Locate every line in the data below that contains the word "stone" and copy each of those lines.

#### [DATA IN THIS EXERCISE]
%%

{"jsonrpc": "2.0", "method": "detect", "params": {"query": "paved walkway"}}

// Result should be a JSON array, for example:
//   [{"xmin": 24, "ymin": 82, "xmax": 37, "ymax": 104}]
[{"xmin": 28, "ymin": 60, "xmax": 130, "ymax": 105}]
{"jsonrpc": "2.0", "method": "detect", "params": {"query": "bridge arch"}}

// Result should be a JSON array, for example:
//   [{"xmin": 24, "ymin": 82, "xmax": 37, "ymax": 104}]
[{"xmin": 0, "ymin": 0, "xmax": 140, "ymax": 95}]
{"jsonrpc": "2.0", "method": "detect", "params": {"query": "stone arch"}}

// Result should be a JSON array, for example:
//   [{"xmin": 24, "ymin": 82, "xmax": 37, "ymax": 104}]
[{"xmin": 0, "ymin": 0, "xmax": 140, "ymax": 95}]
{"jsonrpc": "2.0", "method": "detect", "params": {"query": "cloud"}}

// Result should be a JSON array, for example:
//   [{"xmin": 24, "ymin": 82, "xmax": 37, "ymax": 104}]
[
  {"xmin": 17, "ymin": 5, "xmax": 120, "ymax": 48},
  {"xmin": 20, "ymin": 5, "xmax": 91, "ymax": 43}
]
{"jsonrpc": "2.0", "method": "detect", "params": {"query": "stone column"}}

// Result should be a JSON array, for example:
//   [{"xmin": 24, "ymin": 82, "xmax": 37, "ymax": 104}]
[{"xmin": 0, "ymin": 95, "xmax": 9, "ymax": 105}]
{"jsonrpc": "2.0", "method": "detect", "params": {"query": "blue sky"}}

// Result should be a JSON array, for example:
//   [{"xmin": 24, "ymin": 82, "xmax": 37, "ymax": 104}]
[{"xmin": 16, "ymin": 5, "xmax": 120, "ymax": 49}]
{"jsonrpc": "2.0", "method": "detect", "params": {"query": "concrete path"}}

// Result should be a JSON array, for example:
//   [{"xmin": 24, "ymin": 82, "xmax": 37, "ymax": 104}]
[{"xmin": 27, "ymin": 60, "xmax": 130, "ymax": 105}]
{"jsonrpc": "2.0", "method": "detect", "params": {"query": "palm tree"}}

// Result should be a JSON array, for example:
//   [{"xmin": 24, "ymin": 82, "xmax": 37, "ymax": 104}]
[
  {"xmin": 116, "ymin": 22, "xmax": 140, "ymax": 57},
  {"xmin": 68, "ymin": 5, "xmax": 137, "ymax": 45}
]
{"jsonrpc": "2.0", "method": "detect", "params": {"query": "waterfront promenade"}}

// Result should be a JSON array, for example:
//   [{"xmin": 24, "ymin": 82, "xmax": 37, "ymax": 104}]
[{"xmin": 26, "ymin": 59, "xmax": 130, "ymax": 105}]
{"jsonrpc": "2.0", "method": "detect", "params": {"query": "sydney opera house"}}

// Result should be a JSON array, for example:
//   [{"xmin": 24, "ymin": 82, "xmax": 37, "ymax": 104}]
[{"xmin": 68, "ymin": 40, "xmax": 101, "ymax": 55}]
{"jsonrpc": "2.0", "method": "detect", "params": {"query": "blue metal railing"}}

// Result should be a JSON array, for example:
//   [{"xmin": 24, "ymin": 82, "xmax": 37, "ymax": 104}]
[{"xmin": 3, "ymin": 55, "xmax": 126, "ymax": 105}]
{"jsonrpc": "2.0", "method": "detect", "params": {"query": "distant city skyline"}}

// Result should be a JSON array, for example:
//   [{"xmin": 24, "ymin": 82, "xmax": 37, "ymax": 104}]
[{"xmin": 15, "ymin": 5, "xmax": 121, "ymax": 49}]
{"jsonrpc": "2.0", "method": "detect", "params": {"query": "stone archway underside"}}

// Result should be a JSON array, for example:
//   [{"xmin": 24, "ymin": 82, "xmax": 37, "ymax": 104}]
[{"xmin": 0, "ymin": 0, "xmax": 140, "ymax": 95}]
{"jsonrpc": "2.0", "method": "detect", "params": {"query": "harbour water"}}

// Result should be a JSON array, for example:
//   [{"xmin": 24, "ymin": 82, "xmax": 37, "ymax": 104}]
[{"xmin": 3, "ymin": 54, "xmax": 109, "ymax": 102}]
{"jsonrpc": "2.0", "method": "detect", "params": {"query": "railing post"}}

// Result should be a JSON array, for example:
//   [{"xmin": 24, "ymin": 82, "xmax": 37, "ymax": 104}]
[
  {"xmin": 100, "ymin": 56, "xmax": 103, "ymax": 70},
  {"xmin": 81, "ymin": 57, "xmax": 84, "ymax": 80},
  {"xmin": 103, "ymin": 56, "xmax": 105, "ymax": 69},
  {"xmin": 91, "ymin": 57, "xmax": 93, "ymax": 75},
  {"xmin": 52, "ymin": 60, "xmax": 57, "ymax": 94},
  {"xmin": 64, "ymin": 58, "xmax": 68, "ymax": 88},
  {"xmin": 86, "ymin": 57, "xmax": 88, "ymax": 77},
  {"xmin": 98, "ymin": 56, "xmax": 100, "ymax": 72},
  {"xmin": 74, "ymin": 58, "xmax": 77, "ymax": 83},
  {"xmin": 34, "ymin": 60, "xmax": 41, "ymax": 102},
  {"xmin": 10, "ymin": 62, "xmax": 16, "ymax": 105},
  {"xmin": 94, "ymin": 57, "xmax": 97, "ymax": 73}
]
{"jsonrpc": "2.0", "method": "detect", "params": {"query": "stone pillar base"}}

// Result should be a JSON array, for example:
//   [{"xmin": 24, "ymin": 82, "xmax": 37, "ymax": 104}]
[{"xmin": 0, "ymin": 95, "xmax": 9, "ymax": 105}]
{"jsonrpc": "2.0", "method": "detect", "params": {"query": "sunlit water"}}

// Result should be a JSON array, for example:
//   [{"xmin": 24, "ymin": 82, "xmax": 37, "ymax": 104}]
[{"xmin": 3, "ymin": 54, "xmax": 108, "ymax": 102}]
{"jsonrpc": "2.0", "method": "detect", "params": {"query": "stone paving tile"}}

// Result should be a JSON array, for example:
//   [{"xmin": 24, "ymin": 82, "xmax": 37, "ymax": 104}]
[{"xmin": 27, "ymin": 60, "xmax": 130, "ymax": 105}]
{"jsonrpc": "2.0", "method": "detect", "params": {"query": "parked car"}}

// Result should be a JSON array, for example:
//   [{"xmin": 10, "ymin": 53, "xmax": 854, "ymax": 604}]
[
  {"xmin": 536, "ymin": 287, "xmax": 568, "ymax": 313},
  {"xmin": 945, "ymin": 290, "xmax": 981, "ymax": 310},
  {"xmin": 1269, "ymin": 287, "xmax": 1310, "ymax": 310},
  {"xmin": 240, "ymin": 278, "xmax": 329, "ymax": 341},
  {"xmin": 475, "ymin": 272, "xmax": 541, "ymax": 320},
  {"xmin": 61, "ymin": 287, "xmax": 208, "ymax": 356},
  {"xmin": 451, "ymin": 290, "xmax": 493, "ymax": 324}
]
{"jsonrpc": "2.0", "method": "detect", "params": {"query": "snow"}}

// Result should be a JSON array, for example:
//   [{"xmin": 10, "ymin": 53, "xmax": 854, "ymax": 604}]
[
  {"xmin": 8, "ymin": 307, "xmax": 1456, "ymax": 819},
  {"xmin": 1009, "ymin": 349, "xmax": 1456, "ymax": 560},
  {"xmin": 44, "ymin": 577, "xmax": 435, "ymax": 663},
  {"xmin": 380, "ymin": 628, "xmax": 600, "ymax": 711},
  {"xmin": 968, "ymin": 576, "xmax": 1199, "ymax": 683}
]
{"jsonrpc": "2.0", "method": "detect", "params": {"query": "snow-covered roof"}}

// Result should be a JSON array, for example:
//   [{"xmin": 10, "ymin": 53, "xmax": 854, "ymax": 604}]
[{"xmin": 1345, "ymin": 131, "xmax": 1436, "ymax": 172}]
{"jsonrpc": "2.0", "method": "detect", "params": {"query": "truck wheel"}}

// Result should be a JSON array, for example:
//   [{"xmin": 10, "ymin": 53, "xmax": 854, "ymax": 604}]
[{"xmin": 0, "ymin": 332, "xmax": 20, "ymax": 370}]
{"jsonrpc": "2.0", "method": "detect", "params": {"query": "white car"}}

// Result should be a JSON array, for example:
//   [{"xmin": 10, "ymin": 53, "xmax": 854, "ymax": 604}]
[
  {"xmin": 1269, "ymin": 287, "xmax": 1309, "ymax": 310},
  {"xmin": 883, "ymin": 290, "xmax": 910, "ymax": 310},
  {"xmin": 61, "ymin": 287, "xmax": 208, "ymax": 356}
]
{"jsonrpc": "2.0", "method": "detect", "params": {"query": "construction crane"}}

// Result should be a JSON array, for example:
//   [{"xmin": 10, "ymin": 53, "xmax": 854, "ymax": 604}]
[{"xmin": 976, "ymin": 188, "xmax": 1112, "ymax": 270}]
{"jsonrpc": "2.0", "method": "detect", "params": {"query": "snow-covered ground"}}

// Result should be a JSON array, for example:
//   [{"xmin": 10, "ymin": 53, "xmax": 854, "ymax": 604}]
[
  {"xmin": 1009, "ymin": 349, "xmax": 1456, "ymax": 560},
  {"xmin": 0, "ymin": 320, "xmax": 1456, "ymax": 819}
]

%%

#### [FULL ANSWER]
{"jsonrpc": "2.0", "method": "detect", "params": {"query": "stone arch"}}
{"jsonrpc": "2.0", "method": "detect", "params": {"query": "stone column"}}
{"jsonrpc": "2.0", "method": "detect", "params": {"query": "stone archway underside"}}
{"jsonrpc": "2.0", "method": "detect", "params": {"query": "stone pillar base"}}
{"jsonrpc": "2.0", "method": "detect", "params": {"query": "stone paving tile"}}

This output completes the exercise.